▶ _DESCRIPTION OF THE TASK_: Reproduce every one of the records below word for word, line by line, in the same order.

▶ _RECORDS SHOWN_:
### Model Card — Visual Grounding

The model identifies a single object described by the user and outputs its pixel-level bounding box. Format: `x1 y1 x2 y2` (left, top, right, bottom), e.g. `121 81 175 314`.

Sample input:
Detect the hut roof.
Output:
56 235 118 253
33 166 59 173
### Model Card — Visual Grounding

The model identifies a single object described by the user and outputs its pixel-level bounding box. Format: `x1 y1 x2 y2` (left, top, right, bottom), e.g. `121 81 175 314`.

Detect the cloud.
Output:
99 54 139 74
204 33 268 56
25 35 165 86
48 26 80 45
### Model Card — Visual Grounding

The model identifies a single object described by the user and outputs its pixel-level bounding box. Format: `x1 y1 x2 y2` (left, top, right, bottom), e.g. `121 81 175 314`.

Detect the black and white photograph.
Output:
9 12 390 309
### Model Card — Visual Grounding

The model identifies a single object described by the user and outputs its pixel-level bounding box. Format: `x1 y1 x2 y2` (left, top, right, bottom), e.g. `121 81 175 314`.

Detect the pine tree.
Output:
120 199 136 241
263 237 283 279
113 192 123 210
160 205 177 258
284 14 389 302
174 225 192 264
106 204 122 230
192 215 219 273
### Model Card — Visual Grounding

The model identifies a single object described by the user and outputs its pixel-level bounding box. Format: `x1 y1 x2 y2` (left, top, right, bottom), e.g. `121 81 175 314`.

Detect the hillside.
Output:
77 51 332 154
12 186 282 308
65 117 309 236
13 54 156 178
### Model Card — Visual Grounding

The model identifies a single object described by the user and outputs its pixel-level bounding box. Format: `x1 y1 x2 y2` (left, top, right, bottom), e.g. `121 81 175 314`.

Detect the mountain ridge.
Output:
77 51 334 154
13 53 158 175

▶ _OUTPUT FOR THIS TASK_:
### Model Card — Visual Grounding

The model identifies a single object described by the user and outputs its pixel-level bounding box. Format: `x1 y1 x2 y2` (left, top, right, bottom), e.g. `121 81 175 314`.

Sample input:
Detect the hut roof.
Output:
56 235 118 253
33 166 59 173
### Model Card — Visual Grounding

The model identifies a single object described by the user and outputs its pixel-level bounding box. Format: `x1 y1 x2 y2` (left, top, right, bottom), e.g. `121 81 175 314`.

Detect the cloud.
Output:
99 54 139 74
204 33 268 56
25 35 165 86
48 26 80 45
### Model Card — Visual Grounding

The model identifies a single object described by the user and outputs its pixel-level bounding box. Format: `x1 y1 x2 y2` (left, top, right, bottom), e.g. `121 81 175 314`.

Detect the black and white photograph.
Output:
9 12 390 309
### Model Card — Visual Grounding

The model identifies a single object described by the user and outputs its pixel-level bounding box. Format: `x1 y1 x2 y2` (left, top, right, bottom), e.g. `121 81 175 314`.

Detect the pine tree.
Output:
120 199 136 241
263 237 283 279
113 192 123 210
160 205 177 258
284 14 389 302
174 225 192 264
106 204 122 230
192 215 219 273
### Model Card — Visual Grounding

The model identifies a single object described by the user and outputs its pixel-level bounding box. Format: `x1 y1 x2 y2` (left, top, right, bottom), e.g. `121 81 175 314`.

Detect the hillside.
Output:
77 51 332 154
12 186 282 308
65 117 309 236
13 54 156 178
### Model Card — Visual Grounding

The model identifies a single object described by the user and outputs its pixel-level bounding box. Format: `x1 y1 x2 y2` (left, top, right, bottom), e.g. `121 81 175 314`.

Detect the mountain ridge.
Output:
77 51 334 154
13 53 158 175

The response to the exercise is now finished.